* _EXERCISE TASK_
Convert all of the lines below into a Markdown table with two columns, Row and Line, giving each line a row number. Omit the pictures and any blank lines.

* _PROVIDED DATA_

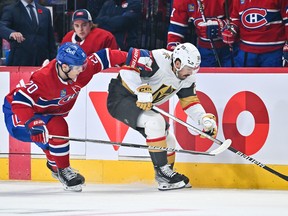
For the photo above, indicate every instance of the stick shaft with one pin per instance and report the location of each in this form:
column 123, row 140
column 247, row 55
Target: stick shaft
column 131, row 145
column 239, row 153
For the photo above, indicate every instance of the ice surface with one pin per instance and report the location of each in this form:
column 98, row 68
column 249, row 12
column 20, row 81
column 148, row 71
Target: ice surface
column 33, row 198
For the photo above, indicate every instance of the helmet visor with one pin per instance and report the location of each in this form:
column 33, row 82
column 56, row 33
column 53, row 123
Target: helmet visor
column 79, row 68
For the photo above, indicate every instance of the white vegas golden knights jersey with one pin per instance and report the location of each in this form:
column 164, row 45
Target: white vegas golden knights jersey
column 163, row 80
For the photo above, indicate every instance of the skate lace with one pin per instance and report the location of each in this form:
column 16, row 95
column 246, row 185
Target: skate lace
column 69, row 173
column 167, row 171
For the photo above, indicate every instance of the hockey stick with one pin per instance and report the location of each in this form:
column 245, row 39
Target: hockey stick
column 201, row 9
column 168, row 149
column 241, row 154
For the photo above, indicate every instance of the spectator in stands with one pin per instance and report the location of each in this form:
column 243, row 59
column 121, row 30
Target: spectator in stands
column 28, row 27
column 94, row 6
column 262, row 27
column 86, row 34
column 208, row 29
column 120, row 17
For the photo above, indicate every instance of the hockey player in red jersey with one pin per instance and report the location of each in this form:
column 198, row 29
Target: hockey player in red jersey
column 86, row 34
column 153, row 78
column 38, row 108
column 262, row 27
column 208, row 29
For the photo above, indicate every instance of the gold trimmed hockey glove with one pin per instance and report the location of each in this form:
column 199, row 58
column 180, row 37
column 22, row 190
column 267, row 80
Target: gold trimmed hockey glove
column 144, row 97
column 208, row 122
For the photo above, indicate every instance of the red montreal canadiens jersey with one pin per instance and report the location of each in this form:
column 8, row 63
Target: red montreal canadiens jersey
column 263, row 25
column 97, row 39
column 185, row 11
column 47, row 93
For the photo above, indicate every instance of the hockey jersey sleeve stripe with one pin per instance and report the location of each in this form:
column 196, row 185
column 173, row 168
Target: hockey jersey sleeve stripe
column 22, row 98
column 263, row 43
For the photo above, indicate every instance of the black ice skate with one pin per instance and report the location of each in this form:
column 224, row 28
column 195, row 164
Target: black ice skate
column 53, row 172
column 168, row 179
column 71, row 180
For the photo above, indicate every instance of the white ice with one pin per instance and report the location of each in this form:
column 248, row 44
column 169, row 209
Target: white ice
column 49, row 199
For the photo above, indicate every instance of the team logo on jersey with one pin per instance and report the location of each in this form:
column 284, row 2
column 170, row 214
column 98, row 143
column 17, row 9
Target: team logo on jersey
column 191, row 7
column 253, row 18
column 63, row 93
column 162, row 92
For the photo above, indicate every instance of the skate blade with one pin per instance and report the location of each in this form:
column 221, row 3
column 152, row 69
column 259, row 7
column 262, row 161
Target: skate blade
column 167, row 186
column 76, row 188
column 188, row 185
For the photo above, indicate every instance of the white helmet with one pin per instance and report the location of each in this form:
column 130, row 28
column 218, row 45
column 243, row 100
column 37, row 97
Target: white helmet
column 188, row 55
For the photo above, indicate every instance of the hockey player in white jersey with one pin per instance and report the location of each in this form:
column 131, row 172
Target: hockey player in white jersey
column 151, row 78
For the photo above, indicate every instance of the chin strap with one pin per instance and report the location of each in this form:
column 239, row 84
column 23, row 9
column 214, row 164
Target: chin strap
column 66, row 73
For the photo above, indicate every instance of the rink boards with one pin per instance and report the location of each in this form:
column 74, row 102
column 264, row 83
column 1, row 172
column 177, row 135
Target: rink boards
column 250, row 105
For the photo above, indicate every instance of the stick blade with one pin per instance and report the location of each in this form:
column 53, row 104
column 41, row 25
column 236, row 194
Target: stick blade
column 225, row 145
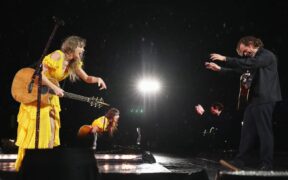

* _RESPONSE_
| Row | Line |
|---|---|
| 1 | For the photo above, indicate every instance of the stick shaft with one pin per instance and report the location of each in this form: |
| 2 | column 123, row 140 |
| 3 | column 247, row 55 |
| 4 | Target: stick shaft |
| 5 | column 131, row 145 |
| 6 | column 239, row 153 |
| 7 | For the photo above, indicate every instance of the ice surface with one pin per instance and report the location of each in this form: |
| 8 | column 98, row 68 |
| 9 | column 249, row 12 |
| 10 | column 20, row 81 |
| 11 | column 148, row 71 |
| 12 | Target: ice surface |
| 13 | column 33, row 198 |
| 14 | For the photo above, indicate every instance of the helmet visor with one pin per instance and report the location of each in this form: |
| 15 | column 33, row 82 |
| 16 | column 56, row 33 |
| 17 | column 53, row 123 |
| 18 | Target: helmet visor |
| 19 | column 79, row 68 |
| 20 | For the photo above, indicate every instance of the white vegas golden knights jersey with one pin per instance and report the location of each in this form: |
| 21 | column 164, row 45 |
| 22 | Target: white vegas golden knights jersey |
| 23 | column 163, row 80 |
| 24 | For the photo above, indicate every instance of the skate lace with one pin per instance and report the location of each in this form: |
| 25 | column 16, row 95 |
| 26 | column 246, row 185 |
| 27 | Target: skate lace |
| 28 | column 69, row 173 |
| 29 | column 167, row 171 |
| 30 | For the photo above, indicate every instance of the hockey stick with one pin per instance and report the location of each in this form: |
| 31 | column 245, row 39 |
| 32 | Target: hockey stick |
| 33 | column 201, row 9 |
| 34 | column 168, row 149 |
| 35 | column 241, row 154 |
| 36 | For the photo above, indicate every instance of the spectator in stands with one pin per instance and report the location of each in this form: |
| 37 | column 243, row 59 |
| 38 | column 121, row 30 |
| 39 | Target: spectator in stands |
| 40 | column 28, row 27 |
| 41 | column 94, row 6 |
| 42 | column 262, row 27 |
| 43 | column 86, row 34 |
| 44 | column 208, row 29 |
| 45 | column 120, row 17 |
| 46 | For the photo above, indicate every instance of the hockey player in red jersey with one pin per instance and report the location of each in this form: |
| 47 | column 198, row 29 |
| 48 | Target: hockey player in red jersey |
| 49 | column 86, row 34 |
| 50 | column 153, row 78 |
| 51 | column 38, row 108 |
| 52 | column 262, row 27 |
| 53 | column 208, row 29 |
| 54 | For the photo above, indicate every instance of the gold trimmed hockey glove with one pin per instance and report the location of each in this form: |
| 55 | column 199, row 58 |
| 56 | column 180, row 37 |
| 57 | column 22, row 190 |
| 58 | column 267, row 80 |
| 59 | Target: gold trimmed hockey glove |
| 60 | column 144, row 97 |
| 61 | column 208, row 122 |
| 62 | For the photo above, indicate every instance of the red montreal canadiens jersey with one pin per instance and report the location of each in this form: |
| 63 | column 8, row 63 |
| 64 | Target: red montreal canadiens jersey |
| 65 | column 263, row 25 |
| 66 | column 97, row 39 |
| 67 | column 185, row 11 |
| 68 | column 47, row 93 |
| 69 | For the photo above, indicate every instance of the hockey jersey sleeve stripe with one pin per instance and report the location of each in this form: |
| 70 | column 196, row 185 |
| 71 | column 173, row 168 |
| 72 | Target: hockey jersey sleeve stripe |
| 73 | column 22, row 98 |
| 74 | column 263, row 43 |
| 75 | For the photo above, indicate every instance of the black ice skate with one pin per instance and report the location of each in this form: |
| 76 | column 224, row 28 |
| 77 | column 195, row 164 |
| 78 | Target: black ice skate |
| 79 | column 53, row 172 |
| 80 | column 168, row 179 |
| 81 | column 71, row 180 |
| 82 | For the photo above, indicate every instance of the white ice with one pin per instance and report the location of each in this form: |
| 83 | column 248, row 44 |
| 84 | column 169, row 209 |
| 85 | Target: white ice |
| 86 | column 49, row 199 |
| 87 | For the photo above, indicate every instance of the team logo on jersey with one pin per instance and report the location of each in this form: |
| 88 | column 284, row 2 |
| 89 | column 170, row 214 |
| 90 | column 98, row 143 |
| 91 | column 17, row 9 |
| 92 | Target: team logo on jersey |
| 93 | column 191, row 7 |
| 94 | column 253, row 18 |
| 95 | column 63, row 93 |
| 96 | column 162, row 92 |
| 97 | For the photo above, indicate every instance of the skate blade with one pin per instance and report the location of each in this form: |
| 98 | column 221, row 3 |
| 99 | column 152, row 69 |
| 100 | column 259, row 7 |
| 101 | column 262, row 161 |
| 102 | Target: skate blade |
| 103 | column 167, row 186 |
| 104 | column 76, row 188 |
| 105 | column 188, row 185 |
| 106 | For the photo above, indicate every instance of the white helmet with one pin per instance and report the location of each in this form: |
| 107 | column 130, row 28 |
| 108 | column 218, row 45 |
| 109 | column 243, row 100 |
| 110 | column 37, row 97 |
| 111 | Target: white helmet |
| 112 | column 188, row 55 |
| 113 | For the photo above, indicate every instance of the hockey player in white jersey with one pin per instance and report the location of each in this form: |
| 114 | column 131, row 172 |
| 115 | Target: hockey player in white jersey |
| 116 | column 151, row 78 |
| 117 | For the photo above, indicate every instance of the chin strap with one pin per instance and report the location of each in this form: |
| 118 | column 239, row 84 |
| 119 | column 23, row 9 |
| 120 | column 214, row 164 |
| 121 | Target: chin strap |
| 122 | column 66, row 73 |
| 123 | For the photo above, indicate every instance of the rink boards with one pin per instance and report the location of each in this form: |
| 124 | column 74, row 102 |
| 125 | column 264, row 83 |
| 126 | column 1, row 172 |
| 127 | column 177, row 135 |
| 128 | Target: rink boards |
| 129 | column 250, row 105 |
| 130 | For the photo above, indicate every instance of the stick blade with one pin per instance and report the location of each in this form: |
| 131 | column 53, row 104 |
| 132 | column 41, row 25 |
| 133 | column 236, row 194 |
| 134 | Target: stick blade |
| 135 | column 225, row 145 |